┌─ Document text
LISBON (Reuters) - Portugal’s construction sector, the country’s largest employer, faces rampant unemployment and bankruptcies that threaten the repayment of 38 billion euros in debt to the banking sector, the head of the debt-laden country’s Construction and Real Estate Confederation said on Thursday.
Manuel Reis Campos warned that the government was not reacting in the face of a “looming catastrophe”.
“The (construction) sector owes 38 billion euros to the banks, bad loans have gone up sharply, much more than expected, along with bankruptcies. We expect 13,000 companies to go bust this year and the sector to lose 140,000 jobs,” Reis told foreign correspondents at a briefing.
Unlike neighboring Spain, Portugal had no property bubble before the economic crisis started in 2008.
But the construction and real estate sector has been hit by a sharp drop in economic activity and internal consumption caused by the sweeping austerity measures required in exchange for the 78 billion euro bailout provided by the European Union and the International Monetary Fund.
“The sector has no work, the banks don’t finance us and the state does not pay. It is a disaster,” Reis said.
He predicted 20 percent unemployment in Portugal before long, given the sector’s woes, and complained the government did not pay its bills on time.
The government expects unemployment to rise to 15.5 percent this year from last year’s 14 percent and to 16 percent in 2013.
“We are the sector to whom the state owes the most, after pharmaceutical companies. It owes us 1.4 billion euros,” Reis said. He added that the public sector takes, on average, 8 months to pay its bills.
Construction and real estate employed 670,000 workers in Portugal in 2011, compared with 830,000 in 2008.
“Last year the sector lost 84,000 workers. We lost 38,000 workers in the first four months, more than we feared. We are losing 27 companies per day,” Reis said.
The sector’s output represents around 18 percent of national gross domestic product.
└─
┌─ Information shown
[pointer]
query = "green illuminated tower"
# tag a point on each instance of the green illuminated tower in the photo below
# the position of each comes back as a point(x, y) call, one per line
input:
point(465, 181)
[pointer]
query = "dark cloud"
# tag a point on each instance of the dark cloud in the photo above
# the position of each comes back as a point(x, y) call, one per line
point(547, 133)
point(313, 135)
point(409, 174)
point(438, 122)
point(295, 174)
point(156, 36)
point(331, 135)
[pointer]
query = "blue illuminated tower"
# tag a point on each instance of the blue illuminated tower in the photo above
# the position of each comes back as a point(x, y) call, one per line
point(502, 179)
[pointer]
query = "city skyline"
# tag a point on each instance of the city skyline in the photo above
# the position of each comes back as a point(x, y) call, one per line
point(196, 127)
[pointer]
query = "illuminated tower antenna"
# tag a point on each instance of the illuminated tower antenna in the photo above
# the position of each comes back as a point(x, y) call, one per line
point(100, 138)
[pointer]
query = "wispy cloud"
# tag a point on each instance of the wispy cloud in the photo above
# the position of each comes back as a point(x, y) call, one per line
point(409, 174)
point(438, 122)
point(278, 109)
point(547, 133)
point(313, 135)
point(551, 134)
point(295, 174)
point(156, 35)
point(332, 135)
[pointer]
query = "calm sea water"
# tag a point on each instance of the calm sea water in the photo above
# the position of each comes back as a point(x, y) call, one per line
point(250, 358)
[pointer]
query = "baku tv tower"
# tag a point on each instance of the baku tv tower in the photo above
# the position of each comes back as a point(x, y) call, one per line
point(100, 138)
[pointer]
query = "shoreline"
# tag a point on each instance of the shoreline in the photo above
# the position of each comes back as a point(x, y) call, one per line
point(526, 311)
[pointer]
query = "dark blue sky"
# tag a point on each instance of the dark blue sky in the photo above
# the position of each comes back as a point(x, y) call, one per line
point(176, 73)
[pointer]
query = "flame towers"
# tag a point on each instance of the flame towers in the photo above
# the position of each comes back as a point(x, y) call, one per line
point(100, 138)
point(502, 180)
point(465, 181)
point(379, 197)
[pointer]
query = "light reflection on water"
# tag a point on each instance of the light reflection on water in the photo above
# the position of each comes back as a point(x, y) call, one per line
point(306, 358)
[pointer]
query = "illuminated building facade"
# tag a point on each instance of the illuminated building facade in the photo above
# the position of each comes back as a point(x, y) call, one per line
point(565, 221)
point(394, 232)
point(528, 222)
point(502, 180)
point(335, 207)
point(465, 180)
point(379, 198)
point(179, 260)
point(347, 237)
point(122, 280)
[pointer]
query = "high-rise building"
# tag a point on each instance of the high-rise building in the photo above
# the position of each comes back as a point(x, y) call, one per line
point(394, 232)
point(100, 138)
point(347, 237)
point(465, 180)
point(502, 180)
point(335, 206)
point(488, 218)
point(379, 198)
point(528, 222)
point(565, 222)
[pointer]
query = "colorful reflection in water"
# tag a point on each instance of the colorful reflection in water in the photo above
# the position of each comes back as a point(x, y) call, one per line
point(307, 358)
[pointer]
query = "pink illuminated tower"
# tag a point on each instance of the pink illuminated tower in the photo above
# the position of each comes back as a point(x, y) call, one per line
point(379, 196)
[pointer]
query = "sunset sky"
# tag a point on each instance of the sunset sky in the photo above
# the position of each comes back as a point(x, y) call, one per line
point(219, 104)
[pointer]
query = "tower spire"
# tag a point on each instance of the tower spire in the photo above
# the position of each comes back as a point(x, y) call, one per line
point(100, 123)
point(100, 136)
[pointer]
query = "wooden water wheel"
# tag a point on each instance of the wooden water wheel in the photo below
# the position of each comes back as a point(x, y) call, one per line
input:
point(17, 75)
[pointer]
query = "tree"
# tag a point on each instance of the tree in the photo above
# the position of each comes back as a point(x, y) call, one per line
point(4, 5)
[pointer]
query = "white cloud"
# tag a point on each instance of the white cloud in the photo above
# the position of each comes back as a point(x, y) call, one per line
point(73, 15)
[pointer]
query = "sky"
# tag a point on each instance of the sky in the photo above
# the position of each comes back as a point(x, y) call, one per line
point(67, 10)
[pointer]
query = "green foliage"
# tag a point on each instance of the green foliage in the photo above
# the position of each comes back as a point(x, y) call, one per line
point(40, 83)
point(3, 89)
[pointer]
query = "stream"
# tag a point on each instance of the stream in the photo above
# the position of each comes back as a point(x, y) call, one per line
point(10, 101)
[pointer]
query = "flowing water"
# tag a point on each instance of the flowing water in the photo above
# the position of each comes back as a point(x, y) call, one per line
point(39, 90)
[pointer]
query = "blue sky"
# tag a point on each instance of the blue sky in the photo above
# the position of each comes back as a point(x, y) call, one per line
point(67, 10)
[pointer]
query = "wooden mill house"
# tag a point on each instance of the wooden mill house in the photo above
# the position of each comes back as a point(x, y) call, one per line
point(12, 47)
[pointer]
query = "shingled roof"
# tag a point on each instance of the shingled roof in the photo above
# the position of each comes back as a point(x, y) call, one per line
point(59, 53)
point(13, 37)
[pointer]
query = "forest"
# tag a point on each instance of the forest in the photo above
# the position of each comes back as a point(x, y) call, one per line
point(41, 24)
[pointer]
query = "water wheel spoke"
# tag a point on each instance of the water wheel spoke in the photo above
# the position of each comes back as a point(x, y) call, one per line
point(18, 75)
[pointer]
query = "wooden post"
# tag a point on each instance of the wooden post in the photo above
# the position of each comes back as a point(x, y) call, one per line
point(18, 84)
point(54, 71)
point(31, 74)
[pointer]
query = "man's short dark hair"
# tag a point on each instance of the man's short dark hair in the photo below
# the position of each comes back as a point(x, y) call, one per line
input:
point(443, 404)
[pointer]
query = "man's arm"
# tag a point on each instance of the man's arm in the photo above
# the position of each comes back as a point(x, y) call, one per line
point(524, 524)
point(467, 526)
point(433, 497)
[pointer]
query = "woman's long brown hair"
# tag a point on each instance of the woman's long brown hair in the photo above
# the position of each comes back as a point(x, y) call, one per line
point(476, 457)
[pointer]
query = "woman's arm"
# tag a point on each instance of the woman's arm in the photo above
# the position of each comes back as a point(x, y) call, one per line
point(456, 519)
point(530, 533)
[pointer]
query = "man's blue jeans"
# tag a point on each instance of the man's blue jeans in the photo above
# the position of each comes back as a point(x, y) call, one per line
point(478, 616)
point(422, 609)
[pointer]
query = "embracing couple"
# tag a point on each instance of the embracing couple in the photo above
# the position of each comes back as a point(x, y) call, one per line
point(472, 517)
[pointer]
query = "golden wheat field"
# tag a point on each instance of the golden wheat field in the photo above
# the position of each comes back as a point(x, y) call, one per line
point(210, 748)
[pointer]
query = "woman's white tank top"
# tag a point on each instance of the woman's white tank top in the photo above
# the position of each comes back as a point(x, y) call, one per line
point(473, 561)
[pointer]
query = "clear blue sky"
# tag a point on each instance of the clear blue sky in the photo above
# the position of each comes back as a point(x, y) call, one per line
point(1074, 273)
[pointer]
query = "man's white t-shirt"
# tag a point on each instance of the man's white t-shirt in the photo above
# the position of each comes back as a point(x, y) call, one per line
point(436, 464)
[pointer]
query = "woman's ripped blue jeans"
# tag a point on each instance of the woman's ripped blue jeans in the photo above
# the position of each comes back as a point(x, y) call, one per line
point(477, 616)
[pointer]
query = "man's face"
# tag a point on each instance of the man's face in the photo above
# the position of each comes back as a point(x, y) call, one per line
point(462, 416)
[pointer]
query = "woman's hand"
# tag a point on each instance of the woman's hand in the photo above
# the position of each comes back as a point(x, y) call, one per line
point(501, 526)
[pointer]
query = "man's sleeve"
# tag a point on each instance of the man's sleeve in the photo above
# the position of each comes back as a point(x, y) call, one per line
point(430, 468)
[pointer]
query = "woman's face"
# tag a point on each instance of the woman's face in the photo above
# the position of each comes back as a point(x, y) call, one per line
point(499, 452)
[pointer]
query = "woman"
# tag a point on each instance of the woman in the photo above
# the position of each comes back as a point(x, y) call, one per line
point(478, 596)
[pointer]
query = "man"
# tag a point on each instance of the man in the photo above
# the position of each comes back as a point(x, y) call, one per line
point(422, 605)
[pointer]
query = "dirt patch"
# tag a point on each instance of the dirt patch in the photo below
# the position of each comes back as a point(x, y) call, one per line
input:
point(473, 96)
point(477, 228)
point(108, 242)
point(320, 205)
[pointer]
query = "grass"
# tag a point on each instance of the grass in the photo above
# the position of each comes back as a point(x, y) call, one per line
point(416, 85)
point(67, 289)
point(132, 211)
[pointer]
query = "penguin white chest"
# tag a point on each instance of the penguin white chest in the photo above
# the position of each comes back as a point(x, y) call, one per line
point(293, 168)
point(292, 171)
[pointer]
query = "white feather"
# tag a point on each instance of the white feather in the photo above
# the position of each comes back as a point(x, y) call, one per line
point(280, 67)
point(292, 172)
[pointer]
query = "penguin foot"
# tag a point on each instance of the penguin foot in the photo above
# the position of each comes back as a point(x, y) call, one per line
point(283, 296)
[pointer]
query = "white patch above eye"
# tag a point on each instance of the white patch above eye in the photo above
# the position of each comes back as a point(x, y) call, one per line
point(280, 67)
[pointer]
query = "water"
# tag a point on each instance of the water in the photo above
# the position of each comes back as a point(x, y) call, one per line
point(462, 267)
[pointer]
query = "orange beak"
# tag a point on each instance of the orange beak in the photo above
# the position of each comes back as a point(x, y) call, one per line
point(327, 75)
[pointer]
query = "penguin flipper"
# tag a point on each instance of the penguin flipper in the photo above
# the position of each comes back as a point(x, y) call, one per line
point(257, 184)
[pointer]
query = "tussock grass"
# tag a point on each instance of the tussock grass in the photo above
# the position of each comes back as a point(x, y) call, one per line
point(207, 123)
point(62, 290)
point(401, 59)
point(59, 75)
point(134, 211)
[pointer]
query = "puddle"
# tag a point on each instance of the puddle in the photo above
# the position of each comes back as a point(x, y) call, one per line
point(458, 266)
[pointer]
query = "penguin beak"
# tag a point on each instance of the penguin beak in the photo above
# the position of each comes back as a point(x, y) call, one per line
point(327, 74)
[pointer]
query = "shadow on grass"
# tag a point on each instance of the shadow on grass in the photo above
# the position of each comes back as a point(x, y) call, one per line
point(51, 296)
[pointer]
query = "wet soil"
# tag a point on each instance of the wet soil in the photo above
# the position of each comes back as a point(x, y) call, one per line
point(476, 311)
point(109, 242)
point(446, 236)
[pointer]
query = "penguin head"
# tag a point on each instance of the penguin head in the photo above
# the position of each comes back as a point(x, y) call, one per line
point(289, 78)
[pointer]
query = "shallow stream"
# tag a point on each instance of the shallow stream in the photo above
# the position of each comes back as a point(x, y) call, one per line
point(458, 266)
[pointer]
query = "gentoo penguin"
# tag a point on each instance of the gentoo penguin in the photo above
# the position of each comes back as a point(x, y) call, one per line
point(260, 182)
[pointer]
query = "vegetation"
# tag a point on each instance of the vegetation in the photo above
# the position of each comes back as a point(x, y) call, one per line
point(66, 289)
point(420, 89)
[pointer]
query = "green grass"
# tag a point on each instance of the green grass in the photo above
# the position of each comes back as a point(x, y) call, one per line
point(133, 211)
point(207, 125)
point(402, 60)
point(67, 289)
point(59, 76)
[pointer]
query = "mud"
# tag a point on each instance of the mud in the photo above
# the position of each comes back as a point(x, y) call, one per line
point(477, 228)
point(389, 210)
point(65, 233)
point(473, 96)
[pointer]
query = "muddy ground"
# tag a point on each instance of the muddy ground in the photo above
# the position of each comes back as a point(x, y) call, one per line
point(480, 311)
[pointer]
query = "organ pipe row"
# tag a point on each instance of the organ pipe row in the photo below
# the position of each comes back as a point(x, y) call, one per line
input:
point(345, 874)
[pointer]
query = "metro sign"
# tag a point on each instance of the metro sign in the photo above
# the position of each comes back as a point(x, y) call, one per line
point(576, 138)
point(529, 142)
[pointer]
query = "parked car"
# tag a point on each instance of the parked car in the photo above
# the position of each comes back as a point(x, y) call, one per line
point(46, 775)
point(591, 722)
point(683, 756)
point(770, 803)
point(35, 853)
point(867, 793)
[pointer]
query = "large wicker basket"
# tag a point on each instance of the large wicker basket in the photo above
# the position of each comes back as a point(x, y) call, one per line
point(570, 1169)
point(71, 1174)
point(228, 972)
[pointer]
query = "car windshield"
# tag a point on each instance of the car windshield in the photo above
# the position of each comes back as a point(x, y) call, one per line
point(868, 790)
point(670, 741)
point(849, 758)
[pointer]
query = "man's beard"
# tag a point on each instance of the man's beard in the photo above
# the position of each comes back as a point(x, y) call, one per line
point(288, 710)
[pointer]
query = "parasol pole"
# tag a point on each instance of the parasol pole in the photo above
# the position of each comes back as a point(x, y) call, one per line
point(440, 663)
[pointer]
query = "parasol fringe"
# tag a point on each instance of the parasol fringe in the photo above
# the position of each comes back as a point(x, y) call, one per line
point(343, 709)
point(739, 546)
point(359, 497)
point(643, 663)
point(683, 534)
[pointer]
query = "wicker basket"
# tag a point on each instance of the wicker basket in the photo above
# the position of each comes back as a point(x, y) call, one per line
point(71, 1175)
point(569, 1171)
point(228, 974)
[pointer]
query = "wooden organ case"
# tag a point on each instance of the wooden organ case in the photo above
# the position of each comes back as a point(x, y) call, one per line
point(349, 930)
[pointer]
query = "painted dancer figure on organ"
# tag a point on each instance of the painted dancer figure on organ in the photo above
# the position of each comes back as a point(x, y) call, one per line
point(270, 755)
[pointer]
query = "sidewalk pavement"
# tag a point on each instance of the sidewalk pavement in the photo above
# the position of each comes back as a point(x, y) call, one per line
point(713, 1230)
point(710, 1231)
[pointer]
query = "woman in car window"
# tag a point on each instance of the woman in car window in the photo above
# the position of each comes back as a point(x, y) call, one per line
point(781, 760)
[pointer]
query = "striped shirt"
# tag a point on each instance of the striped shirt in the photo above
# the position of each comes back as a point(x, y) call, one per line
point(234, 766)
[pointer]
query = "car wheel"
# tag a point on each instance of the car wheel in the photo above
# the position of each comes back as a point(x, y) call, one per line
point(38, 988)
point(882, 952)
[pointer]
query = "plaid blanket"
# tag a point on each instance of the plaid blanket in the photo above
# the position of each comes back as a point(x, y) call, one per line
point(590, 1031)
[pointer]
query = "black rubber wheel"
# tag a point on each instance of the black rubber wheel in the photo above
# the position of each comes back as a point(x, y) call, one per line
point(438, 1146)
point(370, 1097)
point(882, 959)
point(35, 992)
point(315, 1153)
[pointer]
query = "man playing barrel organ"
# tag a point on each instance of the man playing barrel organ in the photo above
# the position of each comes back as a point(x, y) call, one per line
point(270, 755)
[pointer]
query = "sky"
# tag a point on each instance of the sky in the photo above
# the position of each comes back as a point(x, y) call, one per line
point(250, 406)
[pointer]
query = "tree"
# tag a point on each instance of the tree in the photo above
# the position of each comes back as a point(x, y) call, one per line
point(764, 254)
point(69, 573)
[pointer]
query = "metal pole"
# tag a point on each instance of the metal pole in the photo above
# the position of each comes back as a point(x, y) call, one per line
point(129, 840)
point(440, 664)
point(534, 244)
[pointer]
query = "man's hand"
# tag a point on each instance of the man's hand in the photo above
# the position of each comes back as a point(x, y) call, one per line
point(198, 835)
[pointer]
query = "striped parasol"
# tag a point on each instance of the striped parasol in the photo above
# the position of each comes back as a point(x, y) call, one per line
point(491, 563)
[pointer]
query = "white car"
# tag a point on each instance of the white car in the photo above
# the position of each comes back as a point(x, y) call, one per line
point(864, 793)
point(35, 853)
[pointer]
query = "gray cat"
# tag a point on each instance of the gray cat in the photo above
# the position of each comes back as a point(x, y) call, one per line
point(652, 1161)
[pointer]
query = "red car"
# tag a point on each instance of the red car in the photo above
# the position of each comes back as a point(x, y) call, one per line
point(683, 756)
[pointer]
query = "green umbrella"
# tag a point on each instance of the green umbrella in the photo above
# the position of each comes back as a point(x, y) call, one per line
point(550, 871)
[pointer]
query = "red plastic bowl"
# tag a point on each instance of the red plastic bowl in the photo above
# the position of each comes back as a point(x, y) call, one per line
└─
> _Exercise requirements_
**1.** In the article on Portugal's construction sector, reproduce the passage between "Construction and real estate employed" and "gross domestic product.", inclusive, substituting "employees" for "workers".
**2.** List every percentage figure that appears in the article on Portugal's construction sector.
**3.** Render this sentence from the article on Portugal's construction sector in Spanish: "Unlike neighboring Spain, Portugal had no property bubble before the economic crisis started in 2008."

> _Responses_
**1.**
Construction and real estate employed 670,000 employees in Portugal in 2011, compared with 830,000 in 2008.
“Last year the sector lost 84,000 employees. We lost 38,000 employees in the first four months, more than we feared. We are losing 27 companies per day,” Reis said.
The sector’s output represents around 18 percent of national gross domestic product.

**2.**
20 percent
15.5 percent
14 percent
16 percent
18 percent

**3.** A diferencia de la vecina España, Portugal no tuvo una burbuja inmobiliaria antes de que comenzara la crisis económica en 2008.